### Set tasks
a – In the journal passage about the town, where is the spot the writer wants to kiss on everyone?
b – Quote the journal passage about the town between "I need to be" and "the starshine here.", inclusive.
c – Write what comes next in the journal passage about the town, picking up after its final sentence.

### Source passage
________________
Now honestly, I'm just content at looking at how beautiful everyone is in this town. Her razored hair in hues of purple, pink, green, chopsticks and humorous news. His beautiful dreadlocks that reach down to his knees, woven with yarn and pieces of sea shells and flowers. I want to be able to kiss everyone's soft spot, you know. The place in-between your temple and your eyebrow.
I want to be able to show everyone how beautiful I can be inside without having to try so hard. I wish no one cared about impressions and you could just smile when you've got seaweed stuck in your teeth and sushi breath without having to worry about people making a deal. I like how soft everyone's shoulders get when it's cold outside.
I need to be reading more than I'm writing, I'm just pouring everything out and not filling it back in, except for experiances and running manically all over town. I love that this city is decaying, I love that you can live in warehouses and work at places where everyone is tripping and there's grateful dead bears painted on the walls. I love that you can go to parties where everyone's drunk and instead of dumblouddrunk fucking and stupid music, we all pick up a guitar and scream and sing and dance and cut patches with butcher knives to sew the hole in your shirt just over your heart. I love how pretty and soft everyone's eyes get when they cry. Vibrant, like how our eyes were once as a child.
I love how gorgeous we all look dirty and hungover. I love how you can almost taste the starshine here.
I miss my tiny dancer slut horned girl. I wonder how often we've been thinking of each other at the same time.
I'm even starting to love the moments of intense energy that I just can't seem to get out, missing how fragile and apparent your bone structure was. All the bruises, burns, cuts on my legs that wont ever seem to go away, and I love how you love that too.
________________
### Records provided
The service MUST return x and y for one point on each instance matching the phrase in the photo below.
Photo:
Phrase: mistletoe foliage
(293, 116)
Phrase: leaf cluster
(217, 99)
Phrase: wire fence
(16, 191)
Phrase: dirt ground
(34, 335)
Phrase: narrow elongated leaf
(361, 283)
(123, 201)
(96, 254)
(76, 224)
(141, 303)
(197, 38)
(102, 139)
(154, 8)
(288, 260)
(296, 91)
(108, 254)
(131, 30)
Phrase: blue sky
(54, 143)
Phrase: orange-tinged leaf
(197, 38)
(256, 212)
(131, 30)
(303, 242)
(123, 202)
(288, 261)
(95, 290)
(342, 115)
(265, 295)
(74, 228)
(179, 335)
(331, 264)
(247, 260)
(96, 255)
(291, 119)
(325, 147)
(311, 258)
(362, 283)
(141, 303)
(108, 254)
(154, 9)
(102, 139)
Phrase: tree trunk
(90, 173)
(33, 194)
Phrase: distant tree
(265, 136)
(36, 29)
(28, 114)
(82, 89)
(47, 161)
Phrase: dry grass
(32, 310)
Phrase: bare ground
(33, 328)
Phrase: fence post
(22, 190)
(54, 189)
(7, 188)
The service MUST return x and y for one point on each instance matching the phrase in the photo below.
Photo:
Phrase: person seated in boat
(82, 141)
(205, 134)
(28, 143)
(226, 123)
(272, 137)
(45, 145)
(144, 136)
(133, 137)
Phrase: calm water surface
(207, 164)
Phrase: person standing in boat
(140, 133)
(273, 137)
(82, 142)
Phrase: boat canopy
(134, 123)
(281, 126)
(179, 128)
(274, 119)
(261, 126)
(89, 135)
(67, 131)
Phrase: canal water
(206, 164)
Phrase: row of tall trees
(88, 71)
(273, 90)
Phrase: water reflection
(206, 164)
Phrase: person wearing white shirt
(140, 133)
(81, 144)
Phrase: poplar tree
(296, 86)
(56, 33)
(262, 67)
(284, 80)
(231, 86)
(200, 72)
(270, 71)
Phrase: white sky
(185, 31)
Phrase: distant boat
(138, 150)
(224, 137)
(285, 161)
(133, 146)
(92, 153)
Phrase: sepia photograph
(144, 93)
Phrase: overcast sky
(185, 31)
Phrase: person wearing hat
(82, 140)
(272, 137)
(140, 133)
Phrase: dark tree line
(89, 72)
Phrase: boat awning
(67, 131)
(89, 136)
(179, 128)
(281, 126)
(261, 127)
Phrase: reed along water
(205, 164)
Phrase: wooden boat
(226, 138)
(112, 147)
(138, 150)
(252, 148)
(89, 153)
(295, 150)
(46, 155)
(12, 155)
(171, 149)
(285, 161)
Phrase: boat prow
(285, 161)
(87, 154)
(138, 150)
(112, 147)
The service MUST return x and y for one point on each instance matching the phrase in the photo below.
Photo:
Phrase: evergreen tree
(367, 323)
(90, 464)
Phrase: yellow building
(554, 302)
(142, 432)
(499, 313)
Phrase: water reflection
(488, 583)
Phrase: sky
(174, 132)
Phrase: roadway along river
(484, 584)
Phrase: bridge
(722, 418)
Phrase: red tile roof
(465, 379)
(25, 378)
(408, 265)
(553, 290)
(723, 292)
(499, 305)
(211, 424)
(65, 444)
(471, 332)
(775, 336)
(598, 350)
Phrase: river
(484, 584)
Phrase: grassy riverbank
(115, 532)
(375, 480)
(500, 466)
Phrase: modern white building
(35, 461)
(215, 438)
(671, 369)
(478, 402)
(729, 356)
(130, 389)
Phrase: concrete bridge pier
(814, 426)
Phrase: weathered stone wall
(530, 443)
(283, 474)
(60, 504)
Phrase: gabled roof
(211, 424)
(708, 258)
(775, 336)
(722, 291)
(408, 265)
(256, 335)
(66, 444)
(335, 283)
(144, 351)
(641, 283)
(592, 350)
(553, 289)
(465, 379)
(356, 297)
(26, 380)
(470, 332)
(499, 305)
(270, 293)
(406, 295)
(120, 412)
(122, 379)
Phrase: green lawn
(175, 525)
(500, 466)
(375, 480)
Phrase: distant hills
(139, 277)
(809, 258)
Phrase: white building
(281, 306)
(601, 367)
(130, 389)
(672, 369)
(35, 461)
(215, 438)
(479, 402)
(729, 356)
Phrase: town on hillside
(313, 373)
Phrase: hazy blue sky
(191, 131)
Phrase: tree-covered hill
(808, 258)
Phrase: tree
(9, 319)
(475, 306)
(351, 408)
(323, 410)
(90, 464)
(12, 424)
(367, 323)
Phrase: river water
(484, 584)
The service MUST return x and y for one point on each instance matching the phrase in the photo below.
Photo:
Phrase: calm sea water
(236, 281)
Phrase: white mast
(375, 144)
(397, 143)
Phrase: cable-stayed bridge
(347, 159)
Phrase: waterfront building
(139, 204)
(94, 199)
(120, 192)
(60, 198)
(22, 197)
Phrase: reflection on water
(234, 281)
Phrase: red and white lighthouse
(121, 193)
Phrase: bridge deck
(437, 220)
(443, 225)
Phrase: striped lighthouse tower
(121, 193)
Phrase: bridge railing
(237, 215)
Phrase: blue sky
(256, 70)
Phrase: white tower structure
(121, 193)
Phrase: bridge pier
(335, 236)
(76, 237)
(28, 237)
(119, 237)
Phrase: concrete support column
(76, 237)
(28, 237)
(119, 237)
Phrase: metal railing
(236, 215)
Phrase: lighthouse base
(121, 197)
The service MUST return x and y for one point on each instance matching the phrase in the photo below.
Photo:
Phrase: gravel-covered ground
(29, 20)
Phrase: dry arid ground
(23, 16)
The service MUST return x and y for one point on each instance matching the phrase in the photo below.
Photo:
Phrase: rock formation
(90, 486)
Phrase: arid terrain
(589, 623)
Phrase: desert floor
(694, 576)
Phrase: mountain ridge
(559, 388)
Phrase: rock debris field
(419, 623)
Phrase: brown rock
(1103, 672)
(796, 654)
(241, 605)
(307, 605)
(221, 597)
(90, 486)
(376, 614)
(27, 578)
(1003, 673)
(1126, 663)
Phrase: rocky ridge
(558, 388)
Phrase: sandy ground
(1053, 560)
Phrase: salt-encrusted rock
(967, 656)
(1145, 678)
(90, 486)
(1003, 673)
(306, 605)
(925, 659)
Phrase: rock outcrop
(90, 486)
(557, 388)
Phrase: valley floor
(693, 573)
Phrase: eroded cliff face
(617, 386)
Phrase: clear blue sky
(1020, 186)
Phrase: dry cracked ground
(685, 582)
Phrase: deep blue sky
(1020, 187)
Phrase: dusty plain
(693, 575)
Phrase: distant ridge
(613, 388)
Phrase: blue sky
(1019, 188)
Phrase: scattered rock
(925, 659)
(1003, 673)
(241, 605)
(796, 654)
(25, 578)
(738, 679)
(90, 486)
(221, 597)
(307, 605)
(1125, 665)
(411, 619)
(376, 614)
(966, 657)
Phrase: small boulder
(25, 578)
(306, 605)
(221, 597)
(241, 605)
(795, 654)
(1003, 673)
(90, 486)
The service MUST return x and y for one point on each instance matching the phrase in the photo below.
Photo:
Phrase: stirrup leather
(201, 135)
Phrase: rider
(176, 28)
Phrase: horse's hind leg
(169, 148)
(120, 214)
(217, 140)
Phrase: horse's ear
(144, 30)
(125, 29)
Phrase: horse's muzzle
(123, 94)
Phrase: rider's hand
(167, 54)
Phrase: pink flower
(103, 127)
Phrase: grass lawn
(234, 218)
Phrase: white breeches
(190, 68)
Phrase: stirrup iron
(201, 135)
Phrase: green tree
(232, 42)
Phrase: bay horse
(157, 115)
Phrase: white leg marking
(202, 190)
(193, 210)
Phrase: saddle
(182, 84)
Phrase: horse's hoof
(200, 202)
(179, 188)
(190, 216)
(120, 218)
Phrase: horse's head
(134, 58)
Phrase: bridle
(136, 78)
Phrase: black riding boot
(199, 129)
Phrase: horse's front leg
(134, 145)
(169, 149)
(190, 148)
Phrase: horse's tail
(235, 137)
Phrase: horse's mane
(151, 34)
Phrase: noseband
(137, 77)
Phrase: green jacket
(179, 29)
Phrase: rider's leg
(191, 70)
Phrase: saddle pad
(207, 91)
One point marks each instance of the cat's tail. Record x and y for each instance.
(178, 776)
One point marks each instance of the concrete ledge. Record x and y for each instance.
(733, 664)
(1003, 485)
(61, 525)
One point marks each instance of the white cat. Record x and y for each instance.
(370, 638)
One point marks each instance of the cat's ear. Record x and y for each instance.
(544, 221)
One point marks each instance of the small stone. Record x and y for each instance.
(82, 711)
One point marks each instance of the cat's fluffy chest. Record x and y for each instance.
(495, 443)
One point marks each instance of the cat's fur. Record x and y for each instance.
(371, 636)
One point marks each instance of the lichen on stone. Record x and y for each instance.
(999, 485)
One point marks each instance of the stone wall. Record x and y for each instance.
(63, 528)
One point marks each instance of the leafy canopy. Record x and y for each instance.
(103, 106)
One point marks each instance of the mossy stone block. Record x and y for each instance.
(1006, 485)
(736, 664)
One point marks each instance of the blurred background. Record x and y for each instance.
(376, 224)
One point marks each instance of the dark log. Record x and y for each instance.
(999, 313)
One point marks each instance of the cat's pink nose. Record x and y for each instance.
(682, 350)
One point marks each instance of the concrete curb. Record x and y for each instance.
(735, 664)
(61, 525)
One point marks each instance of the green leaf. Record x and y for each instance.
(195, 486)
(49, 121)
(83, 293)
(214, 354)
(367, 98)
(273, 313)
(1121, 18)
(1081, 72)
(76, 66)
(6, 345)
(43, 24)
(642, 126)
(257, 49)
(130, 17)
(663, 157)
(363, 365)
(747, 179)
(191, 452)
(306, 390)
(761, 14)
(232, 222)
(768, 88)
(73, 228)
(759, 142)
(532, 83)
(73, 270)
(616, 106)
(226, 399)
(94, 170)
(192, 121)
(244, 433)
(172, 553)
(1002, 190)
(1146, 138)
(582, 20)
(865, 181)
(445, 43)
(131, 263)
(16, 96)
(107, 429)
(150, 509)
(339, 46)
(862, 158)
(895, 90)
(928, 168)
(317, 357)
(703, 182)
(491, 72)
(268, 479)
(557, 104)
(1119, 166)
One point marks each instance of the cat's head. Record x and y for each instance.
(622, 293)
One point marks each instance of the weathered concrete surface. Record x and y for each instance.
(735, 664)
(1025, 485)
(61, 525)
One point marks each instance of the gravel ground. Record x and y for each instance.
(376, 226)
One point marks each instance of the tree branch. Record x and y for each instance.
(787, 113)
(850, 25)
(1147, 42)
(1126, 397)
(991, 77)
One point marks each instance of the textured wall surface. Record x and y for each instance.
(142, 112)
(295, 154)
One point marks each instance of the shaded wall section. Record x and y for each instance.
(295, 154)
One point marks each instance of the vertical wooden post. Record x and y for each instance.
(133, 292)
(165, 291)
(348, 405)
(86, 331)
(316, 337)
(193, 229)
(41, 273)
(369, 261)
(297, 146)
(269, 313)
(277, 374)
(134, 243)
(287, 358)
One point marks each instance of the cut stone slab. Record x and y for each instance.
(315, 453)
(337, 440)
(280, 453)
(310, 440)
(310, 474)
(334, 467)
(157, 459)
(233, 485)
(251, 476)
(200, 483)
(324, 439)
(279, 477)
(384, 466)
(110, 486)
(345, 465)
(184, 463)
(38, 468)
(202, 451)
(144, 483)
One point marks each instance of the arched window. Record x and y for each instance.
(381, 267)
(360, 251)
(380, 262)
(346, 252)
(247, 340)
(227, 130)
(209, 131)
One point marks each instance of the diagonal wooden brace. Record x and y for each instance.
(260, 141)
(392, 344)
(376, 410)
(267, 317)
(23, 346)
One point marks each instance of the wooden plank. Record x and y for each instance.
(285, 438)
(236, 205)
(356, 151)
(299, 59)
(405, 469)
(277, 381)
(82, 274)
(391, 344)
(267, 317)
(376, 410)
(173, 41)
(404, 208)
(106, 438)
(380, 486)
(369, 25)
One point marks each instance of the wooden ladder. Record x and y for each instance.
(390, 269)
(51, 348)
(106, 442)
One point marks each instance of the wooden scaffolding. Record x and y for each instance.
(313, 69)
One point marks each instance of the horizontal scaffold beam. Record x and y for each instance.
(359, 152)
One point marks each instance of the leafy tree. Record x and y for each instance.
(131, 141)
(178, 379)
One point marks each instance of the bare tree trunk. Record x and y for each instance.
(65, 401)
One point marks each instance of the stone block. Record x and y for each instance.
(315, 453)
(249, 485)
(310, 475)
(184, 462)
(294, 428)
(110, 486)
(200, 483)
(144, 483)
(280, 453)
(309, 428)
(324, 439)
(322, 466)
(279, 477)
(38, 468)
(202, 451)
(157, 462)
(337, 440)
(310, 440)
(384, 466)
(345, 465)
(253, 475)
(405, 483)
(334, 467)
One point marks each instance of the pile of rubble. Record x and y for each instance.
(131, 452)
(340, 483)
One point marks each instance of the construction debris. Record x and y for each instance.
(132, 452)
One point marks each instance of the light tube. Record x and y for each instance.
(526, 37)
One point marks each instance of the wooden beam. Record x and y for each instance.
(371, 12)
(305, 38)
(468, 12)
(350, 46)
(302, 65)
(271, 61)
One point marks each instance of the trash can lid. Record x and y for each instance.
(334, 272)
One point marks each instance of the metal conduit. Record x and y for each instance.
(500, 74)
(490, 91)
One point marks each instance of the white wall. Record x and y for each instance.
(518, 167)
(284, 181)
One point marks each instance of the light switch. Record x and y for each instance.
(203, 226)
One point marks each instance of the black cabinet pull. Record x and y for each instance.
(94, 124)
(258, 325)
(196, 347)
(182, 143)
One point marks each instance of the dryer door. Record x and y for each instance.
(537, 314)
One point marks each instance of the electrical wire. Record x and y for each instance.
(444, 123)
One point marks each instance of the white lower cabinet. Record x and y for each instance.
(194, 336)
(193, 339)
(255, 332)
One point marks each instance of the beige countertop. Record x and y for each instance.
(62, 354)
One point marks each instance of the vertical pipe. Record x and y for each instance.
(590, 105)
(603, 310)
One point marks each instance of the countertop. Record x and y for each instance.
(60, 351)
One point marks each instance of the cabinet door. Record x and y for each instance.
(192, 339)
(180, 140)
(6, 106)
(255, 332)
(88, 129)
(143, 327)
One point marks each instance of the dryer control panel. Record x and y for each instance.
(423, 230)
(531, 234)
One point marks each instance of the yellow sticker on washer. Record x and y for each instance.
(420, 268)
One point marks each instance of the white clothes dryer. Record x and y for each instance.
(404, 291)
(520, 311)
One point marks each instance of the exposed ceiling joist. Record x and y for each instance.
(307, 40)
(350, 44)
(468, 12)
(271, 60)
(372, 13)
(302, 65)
________________
### Written responses
a – The soft spot in between the temple and the eyebrow.

b –
I need to be reading more than I'm writing, I'm just pouring everything out and not filling it back in, except for experiances and running manically all over town. I love that this city is decaying, I love that you can live in warehouses and work at places where everyone is tripping and there's grateful dead bears painted on the walls. I love that you can go to parties where everyone's drunk and instead of dumblouddrunk fucking and stupid music, we all pick up a guitar and scream and sing and dance and cut patches with butcher knives to sew the hole in your shirt just over your heart. I love how pretty and soft everyone's eyes get when they cry. Vibrant, like how our eyes were once as a child.
I love how gorgeous we all look dirty and hungover. I love how you can almost taste the starshine here.

c –
I miss so many people. That's what sucks about getting out of high school. On the one hand, you're free to go wherever you want in life. You meet new people, experience new things. On the other hand, the people you knew your entire life are pretty much gone. You see them in grocery stores and smiles and wave. Maybe stay and chat for a few seconds, but thigns aren't really the way they were in school. That brotherly bonding you had before is gone.
That's how it is for me anyway. I never get to see Alex anymore, and it's really sad. I miss her. She was amazing. Everytime I get angry or I see something that pisses me off I always think to myself "Man, if Alex was here we could totally complain about that together." Awww, Alex. :(
I miss Bekah too. I never get to see her anymore because when I'm not working she is, and when she isn't she's in school. I miss staying up late playing L4D and TF2 and late night Denny's. I sigh. :(
Michael, Link, and I are going to Marble Slab tonight after I get off work for some ice cream, so if any of you losers read this before then, meet us there @ around 7. Woo!
<3
Stef
4 comments:
Fungry is the best word evar!
I know how it feels to have your friends drifting away from you, it sucks. It REALLY fucking sucks. But it also kinda teaches you who your real friends are. The ones that are starting a new life and can't hang out with you as much but still try to hang out with you every now and then, and still try to keep in contact, those are good friends. And every time I see you hang out with Bekah or Alex I can tell that they're that kind of friend with you. Don't be sad, I hate it when you're sad. I love you, Stefani.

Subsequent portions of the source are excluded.